● TASK STATEMENT:
Your answer must hold only the lines below from the line containing "Category: old stone building" through the line containing "Category: ship mast", each reproduced exactly.

======== RECORDED INFORMATION

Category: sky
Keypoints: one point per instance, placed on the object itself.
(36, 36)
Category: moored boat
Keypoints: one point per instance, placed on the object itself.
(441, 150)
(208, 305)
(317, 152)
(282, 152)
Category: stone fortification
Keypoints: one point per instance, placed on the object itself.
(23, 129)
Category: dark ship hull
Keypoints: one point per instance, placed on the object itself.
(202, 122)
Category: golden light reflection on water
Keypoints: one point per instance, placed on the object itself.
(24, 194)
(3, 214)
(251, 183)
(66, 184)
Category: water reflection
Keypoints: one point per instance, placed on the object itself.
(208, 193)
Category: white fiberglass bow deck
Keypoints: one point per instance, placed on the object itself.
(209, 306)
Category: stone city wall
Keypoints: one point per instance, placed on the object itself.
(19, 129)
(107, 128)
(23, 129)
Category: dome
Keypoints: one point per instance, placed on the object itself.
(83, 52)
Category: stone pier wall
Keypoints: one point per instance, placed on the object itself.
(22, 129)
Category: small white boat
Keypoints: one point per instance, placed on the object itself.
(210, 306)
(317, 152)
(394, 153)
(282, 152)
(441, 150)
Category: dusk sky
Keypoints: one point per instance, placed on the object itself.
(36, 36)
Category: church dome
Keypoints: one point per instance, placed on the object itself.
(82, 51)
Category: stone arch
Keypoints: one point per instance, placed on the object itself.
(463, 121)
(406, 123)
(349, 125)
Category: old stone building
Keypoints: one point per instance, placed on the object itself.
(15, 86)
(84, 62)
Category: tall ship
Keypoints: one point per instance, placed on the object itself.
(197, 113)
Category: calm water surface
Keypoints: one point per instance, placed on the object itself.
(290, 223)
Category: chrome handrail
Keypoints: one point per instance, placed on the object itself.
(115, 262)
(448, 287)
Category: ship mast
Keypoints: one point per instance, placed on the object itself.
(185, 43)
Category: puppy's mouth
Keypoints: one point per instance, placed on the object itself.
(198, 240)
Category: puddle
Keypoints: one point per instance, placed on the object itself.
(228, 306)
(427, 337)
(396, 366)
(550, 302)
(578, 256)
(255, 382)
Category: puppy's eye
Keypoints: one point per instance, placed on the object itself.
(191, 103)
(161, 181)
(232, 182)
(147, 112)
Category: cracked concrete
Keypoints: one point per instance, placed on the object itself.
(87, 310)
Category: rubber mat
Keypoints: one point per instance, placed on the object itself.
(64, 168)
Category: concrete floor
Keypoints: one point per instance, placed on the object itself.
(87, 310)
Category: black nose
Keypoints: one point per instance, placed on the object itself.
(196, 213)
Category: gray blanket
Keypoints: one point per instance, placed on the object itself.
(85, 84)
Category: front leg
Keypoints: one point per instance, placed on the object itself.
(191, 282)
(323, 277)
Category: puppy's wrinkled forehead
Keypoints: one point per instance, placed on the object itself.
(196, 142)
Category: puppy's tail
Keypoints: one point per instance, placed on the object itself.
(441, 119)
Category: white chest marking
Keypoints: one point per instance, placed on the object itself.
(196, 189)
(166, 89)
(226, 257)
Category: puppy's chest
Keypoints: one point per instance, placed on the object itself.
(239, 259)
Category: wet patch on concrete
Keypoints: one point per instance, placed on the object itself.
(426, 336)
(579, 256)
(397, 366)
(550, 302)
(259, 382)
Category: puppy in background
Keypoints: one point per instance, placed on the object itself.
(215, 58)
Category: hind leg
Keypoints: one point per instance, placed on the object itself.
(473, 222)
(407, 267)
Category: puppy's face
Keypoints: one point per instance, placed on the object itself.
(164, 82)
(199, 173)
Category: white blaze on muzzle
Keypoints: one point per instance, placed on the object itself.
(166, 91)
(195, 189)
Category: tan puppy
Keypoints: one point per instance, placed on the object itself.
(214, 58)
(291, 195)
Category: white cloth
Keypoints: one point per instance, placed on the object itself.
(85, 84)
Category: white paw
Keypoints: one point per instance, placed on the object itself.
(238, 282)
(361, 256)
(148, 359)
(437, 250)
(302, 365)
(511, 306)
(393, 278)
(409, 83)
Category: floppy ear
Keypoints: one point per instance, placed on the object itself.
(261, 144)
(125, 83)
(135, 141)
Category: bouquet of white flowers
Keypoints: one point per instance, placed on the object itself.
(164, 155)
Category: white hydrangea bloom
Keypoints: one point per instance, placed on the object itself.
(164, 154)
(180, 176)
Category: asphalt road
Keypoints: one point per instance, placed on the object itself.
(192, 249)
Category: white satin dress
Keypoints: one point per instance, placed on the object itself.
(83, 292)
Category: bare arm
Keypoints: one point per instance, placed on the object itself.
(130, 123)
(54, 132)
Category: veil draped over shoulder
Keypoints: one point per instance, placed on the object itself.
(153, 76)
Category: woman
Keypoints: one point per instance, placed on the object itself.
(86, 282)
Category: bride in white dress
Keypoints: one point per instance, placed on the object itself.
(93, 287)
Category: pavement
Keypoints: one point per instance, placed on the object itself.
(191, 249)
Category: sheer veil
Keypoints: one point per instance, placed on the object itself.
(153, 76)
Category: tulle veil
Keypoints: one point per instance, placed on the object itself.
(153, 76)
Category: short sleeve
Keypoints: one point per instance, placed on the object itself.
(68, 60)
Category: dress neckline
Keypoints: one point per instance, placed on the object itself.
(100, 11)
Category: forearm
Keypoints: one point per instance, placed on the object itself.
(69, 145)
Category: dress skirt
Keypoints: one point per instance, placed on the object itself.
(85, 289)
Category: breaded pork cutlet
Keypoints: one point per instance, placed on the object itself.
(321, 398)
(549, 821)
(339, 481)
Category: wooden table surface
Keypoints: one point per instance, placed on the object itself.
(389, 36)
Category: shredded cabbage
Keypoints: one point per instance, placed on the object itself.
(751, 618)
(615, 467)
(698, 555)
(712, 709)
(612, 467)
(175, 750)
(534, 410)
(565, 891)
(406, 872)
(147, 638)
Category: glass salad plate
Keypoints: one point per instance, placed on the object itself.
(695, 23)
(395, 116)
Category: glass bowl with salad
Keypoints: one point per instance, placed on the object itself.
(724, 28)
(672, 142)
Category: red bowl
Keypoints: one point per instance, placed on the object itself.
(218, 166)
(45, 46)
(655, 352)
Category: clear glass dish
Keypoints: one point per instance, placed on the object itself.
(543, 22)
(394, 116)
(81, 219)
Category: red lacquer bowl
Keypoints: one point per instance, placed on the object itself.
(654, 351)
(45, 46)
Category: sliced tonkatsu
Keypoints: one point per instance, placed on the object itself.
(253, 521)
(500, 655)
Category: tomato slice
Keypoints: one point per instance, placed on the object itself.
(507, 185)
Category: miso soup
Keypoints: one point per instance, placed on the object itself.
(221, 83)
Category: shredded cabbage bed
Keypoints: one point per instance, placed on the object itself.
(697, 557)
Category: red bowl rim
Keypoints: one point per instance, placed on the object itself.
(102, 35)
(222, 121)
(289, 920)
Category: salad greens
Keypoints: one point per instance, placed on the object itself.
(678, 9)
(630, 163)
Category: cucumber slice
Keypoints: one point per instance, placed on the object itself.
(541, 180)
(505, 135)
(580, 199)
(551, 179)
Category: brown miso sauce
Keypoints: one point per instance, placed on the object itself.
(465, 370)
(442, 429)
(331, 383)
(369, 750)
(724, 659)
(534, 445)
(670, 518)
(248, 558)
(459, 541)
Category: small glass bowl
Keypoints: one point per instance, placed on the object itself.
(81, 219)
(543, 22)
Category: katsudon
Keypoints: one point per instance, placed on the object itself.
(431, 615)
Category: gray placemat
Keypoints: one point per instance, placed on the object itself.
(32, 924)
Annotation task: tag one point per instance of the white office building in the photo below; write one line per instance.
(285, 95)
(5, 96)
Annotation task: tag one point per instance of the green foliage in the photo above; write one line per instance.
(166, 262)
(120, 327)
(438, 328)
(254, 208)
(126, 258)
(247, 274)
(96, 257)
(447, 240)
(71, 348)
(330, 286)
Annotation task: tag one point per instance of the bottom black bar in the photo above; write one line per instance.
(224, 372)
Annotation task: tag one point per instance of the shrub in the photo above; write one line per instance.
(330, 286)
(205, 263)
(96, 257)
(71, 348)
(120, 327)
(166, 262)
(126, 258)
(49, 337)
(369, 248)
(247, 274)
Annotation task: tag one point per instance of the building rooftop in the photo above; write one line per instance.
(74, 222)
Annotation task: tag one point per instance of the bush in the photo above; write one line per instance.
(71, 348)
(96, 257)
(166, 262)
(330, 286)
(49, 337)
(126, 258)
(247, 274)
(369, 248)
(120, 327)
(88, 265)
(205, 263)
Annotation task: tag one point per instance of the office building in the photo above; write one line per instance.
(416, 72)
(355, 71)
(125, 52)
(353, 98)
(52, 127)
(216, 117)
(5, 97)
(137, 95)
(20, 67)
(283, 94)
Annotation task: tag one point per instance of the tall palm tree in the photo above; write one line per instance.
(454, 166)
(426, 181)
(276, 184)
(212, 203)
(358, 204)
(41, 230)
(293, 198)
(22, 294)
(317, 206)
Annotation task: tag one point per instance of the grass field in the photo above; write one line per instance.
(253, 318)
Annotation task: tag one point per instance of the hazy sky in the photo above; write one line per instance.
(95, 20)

================

● RESULT OF THIS TASK:
Category: old stone building
Keypoints: one point per instance, placed on the object itself.
(15, 86)
(84, 62)
Category: tall ship
Keypoints: one point per instance, placed on the object itself.
(197, 113)
Category: calm water surface
Keypoints: one point per instance, placed on the object itself.
(290, 223)
Category: chrome handrail
Keypoints: one point per instance, placed on the object itself.
(115, 262)
(448, 287)
Category: ship mast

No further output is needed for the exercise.